╭─ Material supplied

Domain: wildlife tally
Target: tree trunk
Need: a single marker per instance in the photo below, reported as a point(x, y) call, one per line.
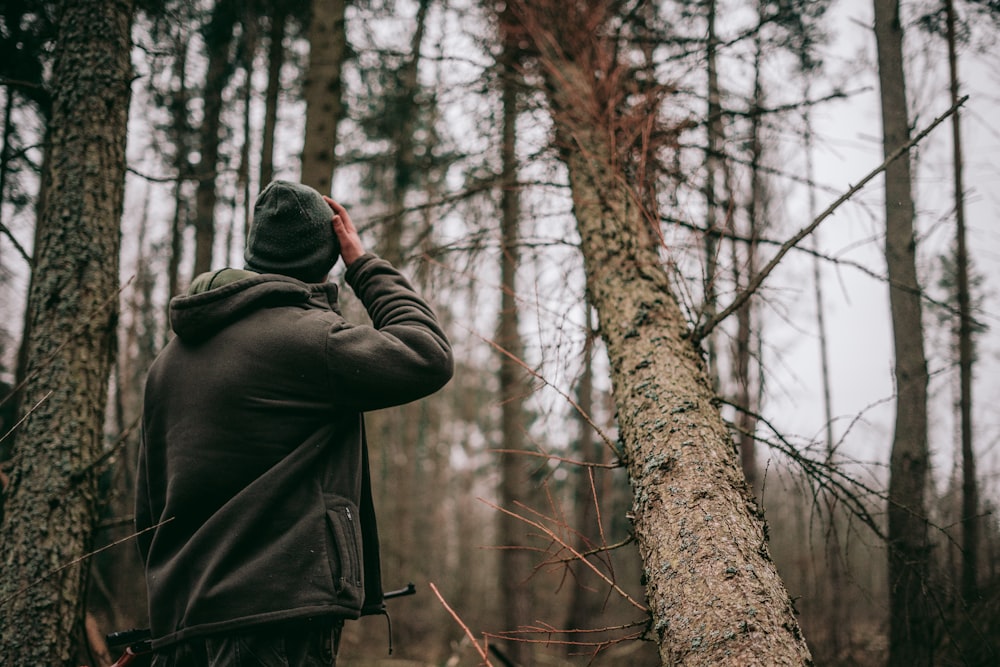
point(182, 136)
point(713, 156)
point(910, 627)
point(713, 592)
point(275, 61)
point(970, 491)
point(743, 351)
point(403, 110)
point(516, 560)
point(218, 39)
point(588, 591)
point(52, 499)
point(324, 107)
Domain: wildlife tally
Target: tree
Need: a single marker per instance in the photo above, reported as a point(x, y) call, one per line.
point(910, 624)
point(218, 35)
point(713, 593)
point(324, 108)
point(52, 498)
point(970, 491)
point(515, 478)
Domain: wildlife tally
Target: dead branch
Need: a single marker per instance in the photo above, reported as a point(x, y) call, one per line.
point(557, 539)
point(77, 561)
point(465, 628)
point(701, 331)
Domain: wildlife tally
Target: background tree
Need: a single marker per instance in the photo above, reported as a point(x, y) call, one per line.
point(911, 625)
point(324, 109)
point(673, 441)
point(52, 499)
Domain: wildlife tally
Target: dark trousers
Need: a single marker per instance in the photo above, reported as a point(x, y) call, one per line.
point(306, 644)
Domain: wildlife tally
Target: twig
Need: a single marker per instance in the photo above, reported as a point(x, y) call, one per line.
point(703, 330)
point(17, 246)
point(554, 537)
point(77, 561)
point(468, 633)
point(538, 376)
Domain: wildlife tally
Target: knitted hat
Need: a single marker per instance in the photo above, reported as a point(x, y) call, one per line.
point(292, 233)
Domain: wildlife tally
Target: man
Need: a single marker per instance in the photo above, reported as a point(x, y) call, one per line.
point(253, 472)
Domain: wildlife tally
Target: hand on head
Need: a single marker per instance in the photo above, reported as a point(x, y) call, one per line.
point(347, 234)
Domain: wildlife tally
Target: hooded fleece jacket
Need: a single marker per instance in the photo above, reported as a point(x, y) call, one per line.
point(253, 481)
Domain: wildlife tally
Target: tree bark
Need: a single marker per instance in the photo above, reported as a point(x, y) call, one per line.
point(218, 39)
point(52, 499)
point(910, 627)
point(324, 107)
point(713, 592)
point(516, 560)
point(275, 61)
point(970, 490)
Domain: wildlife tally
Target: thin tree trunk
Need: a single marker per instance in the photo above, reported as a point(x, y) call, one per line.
point(970, 492)
point(324, 107)
point(746, 422)
point(911, 626)
point(587, 601)
point(711, 588)
point(182, 136)
point(836, 624)
point(218, 38)
point(249, 48)
point(713, 155)
point(53, 497)
point(275, 61)
point(404, 112)
point(516, 559)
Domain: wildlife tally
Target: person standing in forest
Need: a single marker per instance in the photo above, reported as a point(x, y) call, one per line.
point(254, 487)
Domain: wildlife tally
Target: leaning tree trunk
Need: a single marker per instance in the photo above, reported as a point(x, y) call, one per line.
point(52, 500)
point(713, 592)
point(910, 625)
point(324, 106)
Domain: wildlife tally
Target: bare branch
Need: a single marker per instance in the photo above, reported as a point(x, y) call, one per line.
point(465, 628)
point(701, 331)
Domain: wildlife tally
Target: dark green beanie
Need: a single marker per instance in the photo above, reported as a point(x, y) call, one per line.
point(292, 233)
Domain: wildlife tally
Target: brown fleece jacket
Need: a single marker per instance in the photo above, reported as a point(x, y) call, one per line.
point(254, 465)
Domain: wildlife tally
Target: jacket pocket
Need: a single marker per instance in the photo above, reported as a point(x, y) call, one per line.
point(344, 542)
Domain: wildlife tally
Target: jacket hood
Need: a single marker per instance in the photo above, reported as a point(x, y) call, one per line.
point(199, 315)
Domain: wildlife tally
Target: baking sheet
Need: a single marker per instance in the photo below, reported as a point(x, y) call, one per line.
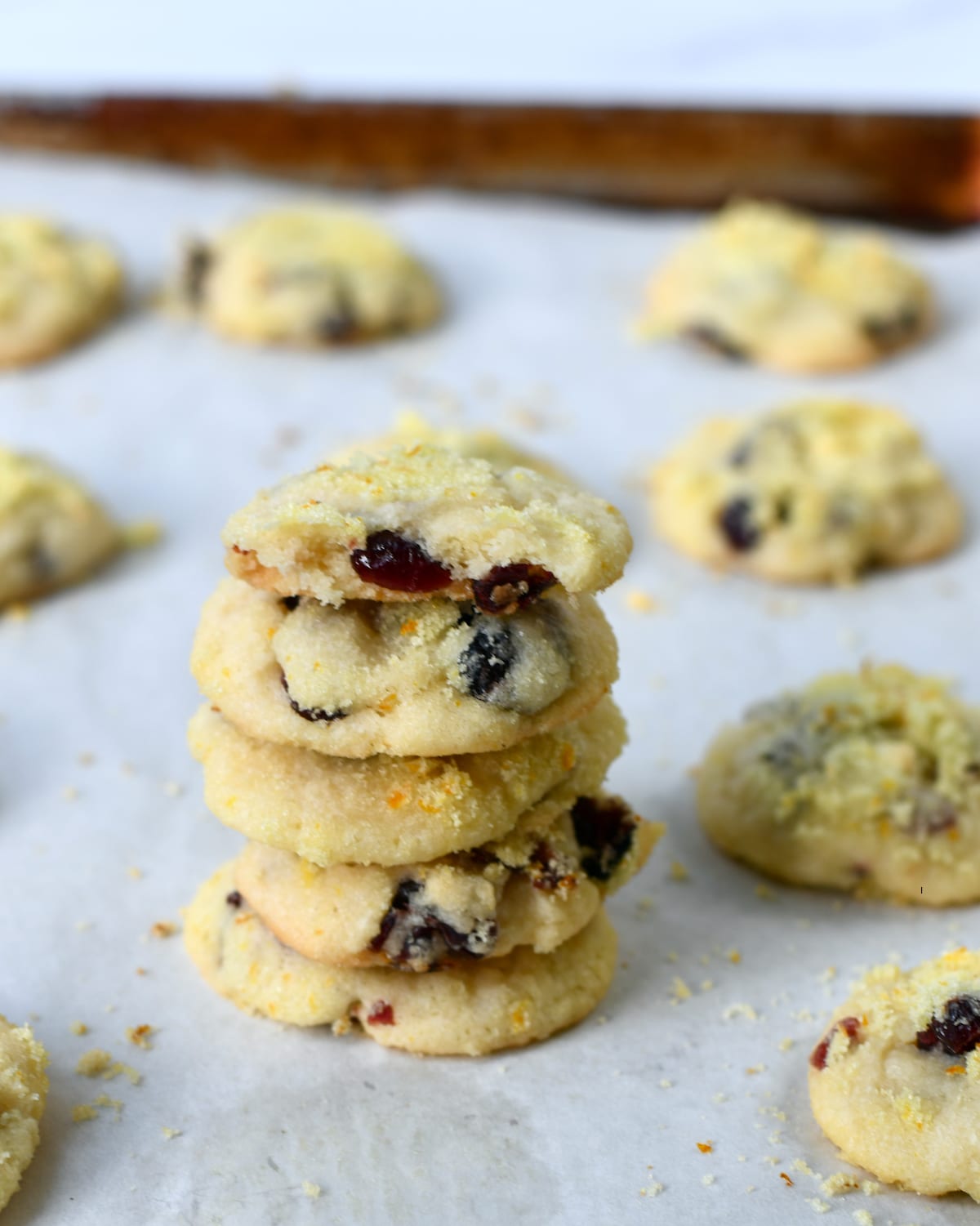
point(172, 423)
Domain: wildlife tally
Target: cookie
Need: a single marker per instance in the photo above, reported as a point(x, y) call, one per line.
point(539, 886)
point(371, 678)
point(422, 520)
point(764, 283)
point(56, 288)
point(395, 810)
point(51, 531)
point(307, 276)
point(866, 782)
point(894, 1083)
point(816, 492)
point(479, 443)
point(24, 1090)
point(469, 1010)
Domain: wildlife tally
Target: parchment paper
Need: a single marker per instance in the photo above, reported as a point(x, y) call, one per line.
point(168, 422)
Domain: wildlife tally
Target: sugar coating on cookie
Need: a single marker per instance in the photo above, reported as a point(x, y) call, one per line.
point(469, 1010)
point(423, 520)
point(56, 288)
point(894, 1081)
point(816, 492)
point(537, 886)
point(395, 810)
point(373, 678)
point(307, 276)
point(867, 782)
point(24, 1090)
point(764, 283)
point(51, 531)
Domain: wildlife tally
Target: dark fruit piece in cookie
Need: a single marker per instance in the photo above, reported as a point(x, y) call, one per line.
point(605, 829)
point(889, 332)
point(401, 565)
point(508, 589)
point(314, 714)
point(818, 1056)
point(957, 1032)
point(415, 934)
point(487, 658)
point(710, 337)
point(737, 525)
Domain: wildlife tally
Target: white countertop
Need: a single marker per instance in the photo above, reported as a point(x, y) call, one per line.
point(892, 54)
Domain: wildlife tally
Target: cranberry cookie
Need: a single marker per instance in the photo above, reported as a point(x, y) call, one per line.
point(816, 492)
point(307, 276)
point(866, 782)
point(896, 1079)
point(421, 521)
point(395, 810)
point(537, 886)
point(469, 1010)
point(51, 531)
point(376, 677)
point(24, 1090)
point(764, 283)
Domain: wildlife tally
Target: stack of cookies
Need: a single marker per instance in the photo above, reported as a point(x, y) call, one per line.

╰─

## Given task
Write the listing out a second time exactly, dropping all images.

## Answer below
Domain: wildlife tally
Target: tree trunk
Need: a single marker per instance in the photo below, reported as a point(x, y) call, one per line.
point(182, 136)
point(713, 156)
point(910, 627)
point(713, 592)
point(275, 61)
point(970, 491)
point(743, 351)
point(403, 110)
point(516, 560)
point(218, 39)
point(588, 591)
point(52, 499)
point(324, 107)
Domain: wildlife tally
Target: tree
Need: a single marker per instance in the photo above, reported as a point(x, y) call, one per line.
point(910, 624)
point(218, 35)
point(713, 593)
point(324, 108)
point(52, 498)
point(970, 491)
point(515, 478)
Domain: wildlife tally
Target: dead branch
Need: a single marker per instance in the photo above, reported as a point(x, y) call, one per line.
point(557, 539)
point(77, 561)
point(465, 628)
point(701, 331)
Domain: wildlife tally
Target: background tree
Need: a single marker per instance in the photo above, reported as a point(x, y) call, one per line.
point(911, 625)
point(324, 109)
point(673, 441)
point(52, 499)
Domain: wildlife tally
Target: dark trousers
Need: a single marker per instance in the photo above, reported as a point(x, y) call, one per line.
point(306, 644)
Domain: wildlife tally
Target: twig
Need: a single marker per instance in the photo above, reported as a point(x, y) call, one per line.
point(703, 330)
point(17, 246)
point(554, 537)
point(77, 561)
point(468, 633)
point(538, 376)
Domain: wildlife tally
Target: knitted hat
Need: a single marker per instance in the photo above, reported as a point(x, y) call, one per line.
point(292, 233)
Domain: wildlife tally
Target: man
Need: a single marker per instance in the photo above, reported as a point(x, y) call, one per line.
point(253, 472)
Domain: wildlife tally
Target: hand on head
Need: a single marker per instance in the photo above, reported as a point(x, y) call, one per line.
point(347, 234)
Domain: wildlife tally
Target: hooded fleece jacket
Need: a single marker per instance in the photo above, reported as a point(x, y) call, one per line.
point(253, 481)
Domain: wildlife tally
Target: tree bark
Need: a single marker per instance in the photo above, reported as a point(x, y) call, one per line.
point(218, 39)
point(52, 499)
point(910, 627)
point(324, 107)
point(713, 592)
point(516, 560)
point(275, 61)
point(970, 490)
Domain: wildlife tally
Target: thin tree trunk
Need: a single marker per instance in the photo above, reported as a point(x, y) call, one per line.
point(970, 492)
point(324, 107)
point(746, 422)
point(911, 626)
point(587, 601)
point(711, 588)
point(182, 136)
point(836, 624)
point(218, 38)
point(249, 48)
point(713, 155)
point(53, 497)
point(275, 61)
point(404, 112)
point(516, 559)
Domain: wildlife tally
Target: person standing in forest
Need: a single marker per instance in the photo above, reported as a point(x, y) call, one per line.
point(254, 487)
Domain: wildlife tally
Target: leaning tree trunk
Need: a single marker per instance in the photo above, reported as a point(x, y) call, one per line.
point(52, 500)
point(713, 592)
point(910, 625)
point(324, 106)
Domain: wildlife tally
Target: bare branch
Need: a single marker per instance in the photo above, reported as a point(x, y) call, one per line.
point(465, 628)
point(701, 331)
Domain: wildlife tally
Target: dark green beanie
Need: a single marker per instance in the photo above, reported as a point(x, y) call, one per line.
point(292, 233)
Domain: wildlife tally
Target: brown fleece jacket
Need: a single marker per instance in the photo above, reported as a point(x, y) call, one per line.
point(254, 465)
Domain: wildlife tally
Target: jacket pocket
Need: a single marker per instance in the photo above, reported as a point(x, y) call, one per line.
point(344, 542)
Domain: wildlife tally
Target: jacket hood
Need: a single marker per instance in the photo above, reported as a point(x, y) call, one per line.
point(199, 315)
Domain: wildlife tally
Target: baking sheet
Need: a single marker per instance in the photo below, reported as a point(x, y) call, one per line.
point(172, 423)
Domain: wildlife tally
Target: cookie
Need: a single marker per instance in the photo above, reported as a point(x, y) call, one per line.
point(539, 886)
point(371, 678)
point(422, 520)
point(764, 283)
point(56, 288)
point(395, 810)
point(51, 531)
point(307, 276)
point(866, 782)
point(894, 1083)
point(816, 492)
point(479, 443)
point(24, 1090)
point(469, 1010)
Domain: wildlife tally
Target: parchment paper
Need: a single marker per instance in the photo above, reported as a point(x, y) call, one per line.
point(168, 422)
Domain: wildlife tally
Target: sugar coating on cookie
Need: a single marker per instance in the photo above, reported as a point(x, y) call, one per line.
point(469, 1010)
point(423, 520)
point(56, 288)
point(894, 1081)
point(816, 492)
point(537, 886)
point(395, 810)
point(373, 678)
point(307, 276)
point(867, 782)
point(24, 1090)
point(764, 283)
point(51, 531)
Domain: wildlife tally
Target: dark fruit piece in cookie
Need: a single marker per instance in the photo above, reported as a point(x, y) call, one per line.
point(605, 829)
point(889, 332)
point(401, 565)
point(508, 589)
point(314, 714)
point(818, 1056)
point(957, 1032)
point(415, 934)
point(487, 658)
point(710, 337)
point(737, 525)
Domain: wildlife tally
Target: white countertop
Need: a single marker per instance in the photo above, reported as a point(x, y) call, one per line.
point(892, 54)
Domain: wildlife tally
Target: cranberry cookie
Need: a single marker per instance in the photo above, reported as a point(x, y) call, one per line.
point(816, 492)
point(307, 276)
point(866, 782)
point(896, 1079)
point(421, 521)
point(395, 810)
point(537, 886)
point(469, 1010)
point(51, 531)
point(376, 677)
point(24, 1090)
point(764, 283)
Domain: wildlife tally
Target: stack of cookies
Need: a single marker per instance in the photo above, reported as a point(x, y) call, one per line.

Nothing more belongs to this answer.